● **Estratto del testo**

##########

Ce ne vorrebbe di psicologia e antropologia per capire la resilienza verso le parole di un Mario Sconcerti, che ci dice e ci ha ripetuto ancora in queste ore quanto sia volgare e ottusa la fissazione su Cavani – e quanto tutta la nostra pubblicistica sportiva sia vent’anni indietro con queste scenate sulla grande star. E quanto sia una piccola oscenità la svalutazione di Milik. Per la verità gli umori neri questa volta sembrano partire proprio dalla squadra, dove l’atteggiamento di Dries Mertens segnala un punto di tensione forte. L’intervista del belga al London Times, pubblicata nel giorno stesso della partita di Champions, era pessima (dieci punti di Indice), perché riprendeva tutti i motivi delle negatività che resistono al nuovo corso del Napoli.
L’ostilità verso Arek è oscura
E tuttavia nelle parole di leale dissenso (parla anche per altri che preferiscono tacere?) di Mertens non c’è nulla di oscuro. Mentre è oscurissima l’ostilità del pubblico verso Milik. Vado alla partita con un illustre professionista napoletano, uno che frequenta lo stadio da oltre cinquant’anni. Questa persona ha deciso l’anno scorso che Milik aveva due zappe al posto dei piedi. Rimpiange Zapata, forse perfino Inglese, non abbiamo mai parlato di Calaiò ma gliene farò cenno. E ogni volta che parla sento in lui la voce del tifo che ragiona solo sulla base dell’emozione e di un giudizio immutabile. Zappa è Milik per lui e zappa rimane, non contano gol e prestazioni. E lui con tutta l’onda del tifo. Ci vuole il centravanti. Perché non ce l’abbiamo, il centravanti. Laddove, ad essere onesti, ne abbiamo due: un basso e uno alto. Ma quello alto non è buono.

##########

Descrizioni di regioni in linguaggio naturale:
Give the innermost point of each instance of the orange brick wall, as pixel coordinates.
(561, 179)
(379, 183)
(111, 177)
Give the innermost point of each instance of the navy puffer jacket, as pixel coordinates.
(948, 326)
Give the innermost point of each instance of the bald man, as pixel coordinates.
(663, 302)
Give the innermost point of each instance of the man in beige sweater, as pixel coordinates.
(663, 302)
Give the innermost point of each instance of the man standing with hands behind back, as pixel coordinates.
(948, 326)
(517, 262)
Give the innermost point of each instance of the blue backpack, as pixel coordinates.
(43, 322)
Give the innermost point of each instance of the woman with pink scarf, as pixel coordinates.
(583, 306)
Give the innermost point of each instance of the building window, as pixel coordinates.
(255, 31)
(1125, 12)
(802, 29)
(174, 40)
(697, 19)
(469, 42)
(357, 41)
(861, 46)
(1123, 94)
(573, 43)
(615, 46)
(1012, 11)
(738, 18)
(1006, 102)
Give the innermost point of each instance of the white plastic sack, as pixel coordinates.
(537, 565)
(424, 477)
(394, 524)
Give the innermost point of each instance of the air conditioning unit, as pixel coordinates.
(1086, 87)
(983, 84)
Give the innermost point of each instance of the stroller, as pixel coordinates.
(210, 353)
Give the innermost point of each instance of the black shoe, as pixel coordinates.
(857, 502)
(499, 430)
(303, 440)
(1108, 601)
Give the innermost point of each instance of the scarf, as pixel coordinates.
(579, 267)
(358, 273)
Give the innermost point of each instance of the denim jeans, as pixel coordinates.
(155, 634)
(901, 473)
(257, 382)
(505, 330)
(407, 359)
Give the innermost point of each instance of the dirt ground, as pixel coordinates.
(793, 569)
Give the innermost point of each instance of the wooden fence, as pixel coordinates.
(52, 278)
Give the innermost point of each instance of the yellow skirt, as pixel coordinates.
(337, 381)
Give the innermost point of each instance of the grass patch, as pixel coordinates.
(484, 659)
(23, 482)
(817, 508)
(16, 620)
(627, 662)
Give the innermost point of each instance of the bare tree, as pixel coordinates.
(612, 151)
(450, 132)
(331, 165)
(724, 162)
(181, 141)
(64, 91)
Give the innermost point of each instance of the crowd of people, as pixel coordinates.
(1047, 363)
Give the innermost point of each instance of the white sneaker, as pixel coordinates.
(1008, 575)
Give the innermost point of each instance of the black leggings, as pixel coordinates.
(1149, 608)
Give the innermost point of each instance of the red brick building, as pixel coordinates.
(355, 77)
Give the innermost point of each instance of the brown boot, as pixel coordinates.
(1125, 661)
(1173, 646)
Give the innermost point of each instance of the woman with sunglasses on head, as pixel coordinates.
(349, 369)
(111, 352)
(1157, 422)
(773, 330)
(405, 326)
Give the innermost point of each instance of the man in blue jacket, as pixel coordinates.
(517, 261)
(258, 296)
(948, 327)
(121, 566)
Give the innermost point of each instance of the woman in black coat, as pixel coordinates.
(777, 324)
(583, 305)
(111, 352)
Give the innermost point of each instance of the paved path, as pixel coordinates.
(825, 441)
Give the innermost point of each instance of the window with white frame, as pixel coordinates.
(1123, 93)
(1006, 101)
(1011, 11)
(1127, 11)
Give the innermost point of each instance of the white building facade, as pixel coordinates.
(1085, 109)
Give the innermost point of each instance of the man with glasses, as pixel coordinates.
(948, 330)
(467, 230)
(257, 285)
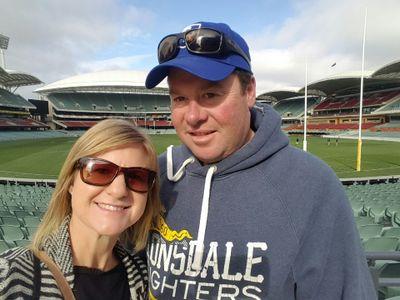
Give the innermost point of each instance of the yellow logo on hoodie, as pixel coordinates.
(169, 234)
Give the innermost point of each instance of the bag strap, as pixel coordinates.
(37, 278)
(58, 275)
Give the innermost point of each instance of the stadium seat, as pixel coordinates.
(360, 220)
(6, 213)
(30, 232)
(10, 220)
(22, 243)
(392, 231)
(381, 244)
(378, 211)
(22, 213)
(370, 230)
(11, 233)
(3, 246)
(31, 221)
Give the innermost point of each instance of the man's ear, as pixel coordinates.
(251, 92)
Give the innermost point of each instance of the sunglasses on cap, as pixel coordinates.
(201, 41)
(101, 172)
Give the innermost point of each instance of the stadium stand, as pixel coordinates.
(14, 109)
(294, 107)
(81, 101)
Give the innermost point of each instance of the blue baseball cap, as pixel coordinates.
(207, 67)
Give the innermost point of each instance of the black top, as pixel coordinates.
(95, 284)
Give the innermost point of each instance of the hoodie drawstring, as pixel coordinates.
(198, 255)
(199, 243)
(170, 166)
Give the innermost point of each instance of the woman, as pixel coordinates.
(106, 197)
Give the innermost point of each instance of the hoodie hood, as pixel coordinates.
(266, 141)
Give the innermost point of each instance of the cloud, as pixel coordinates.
(323, 32)
(54, 39)
(116, 63)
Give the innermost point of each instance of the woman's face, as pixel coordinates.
(109, 210)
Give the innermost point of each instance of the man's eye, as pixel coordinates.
(210, 95)
(179, 99)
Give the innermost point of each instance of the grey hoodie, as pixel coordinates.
(267, 222)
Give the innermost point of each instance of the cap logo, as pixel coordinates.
(191, 27)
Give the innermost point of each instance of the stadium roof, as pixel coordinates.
(348, 81)
(10, 78)
(391, 70)
(279, 95)
(99, 81)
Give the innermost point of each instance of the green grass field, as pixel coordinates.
(43, 158)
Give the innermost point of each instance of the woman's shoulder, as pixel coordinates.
(15, 256)
(16, 268)
(135, 261)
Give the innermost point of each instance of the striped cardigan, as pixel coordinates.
(17, 269)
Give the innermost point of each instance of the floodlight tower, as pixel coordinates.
(3, 46)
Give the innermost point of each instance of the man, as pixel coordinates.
(247, 215)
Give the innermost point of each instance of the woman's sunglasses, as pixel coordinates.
(101, 172)
(202, 41)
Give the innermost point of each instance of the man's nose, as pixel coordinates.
(195, 113)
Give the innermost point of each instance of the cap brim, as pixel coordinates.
(200, 66)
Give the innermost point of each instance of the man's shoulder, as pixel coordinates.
(162, 158)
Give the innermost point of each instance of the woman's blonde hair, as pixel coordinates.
(104, 136)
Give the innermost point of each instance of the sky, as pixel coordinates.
(56, 39)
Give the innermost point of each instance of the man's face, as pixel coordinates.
(211, 118)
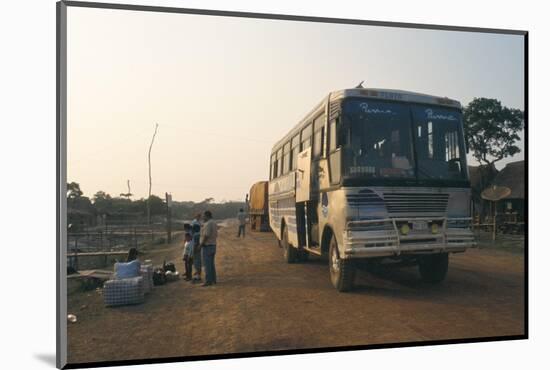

##########

● **Attività da svolgere 1**
Nell'articolo sul Napoli, a quale giornale ha rilasciato l'intervista Dries Mertens?
● **Attività da svolgere 2**
Riproduci fedelmente il passo dell'articolo sul Napoli che comincia con "L’ostilità verso Arek" e termina con "non è buono.".
● **Attività da svolgere 3**
Prosegui l'articolo sul Napoli e su Milik a partire dall'ultima frase riportata.

● **Soluzione 1**
Al London Times.

● **Soluzione 2**
L’ostilità verso Arek è oscura
E tuttavia nelle parole di leale dissenso (parla anche per altri che preferiscono tacere?) di Mertens non c’è nulla di oscuro. Mentre è oscurissima l’ostilità del pubblico verso Milik. Vado alla partita con un illustre professionista napoletano, uno che frequenta lo stadio da oltre cinquant’anni. Questa persona ha deciso l’anno scorso che Milik aveva due zappe al posto dei piedi. Rimpiange Zapata, forse perfino Inglese, non abbiamo mai parlato di Calaiò ma gliene farò cenno. E ogni volta che parla sento in lui la voce del tifo che ragiona solo sulla base dell’emozione e di un giudizio immutabile. Zappa è Milik per lui e zappa rimane, non contano gol e prestazioni. E lui con tutta l’onda del tifo. Ci vuole il centravanti. Perché non ce l’abbiamo, il centravanti. Laddove, ad essere onesti, ne abbiamo due: un basso e uno alto. Ma quello alto non è buono.

● **Soluzione 3**
Del resto su questo tasto ha picchiato tutto l’insieme dei media nazionali, insistendo a parlare dell’“errore” di Liverpool su Alisson. Ma guardatela quella sequenza, con un uomo sbilanciato che deve prima recuperare equilibrio e poi tirare, perdendo tempo. E poi ditevi se vi sembra un errore così monumentale, davanti al miglior portiere del mondo. Perfino al salotto di Sky ne hanno parlato domenica, in realtà lunedì all’una del mattino, l’ora alla quale di solito si parla del Napoli, e si è onestamente riconosciuto che segnare quel gol era difficilissimo. Ma certo, al campetto della chiesa, voi quei gol li segnavate e che ci vuole?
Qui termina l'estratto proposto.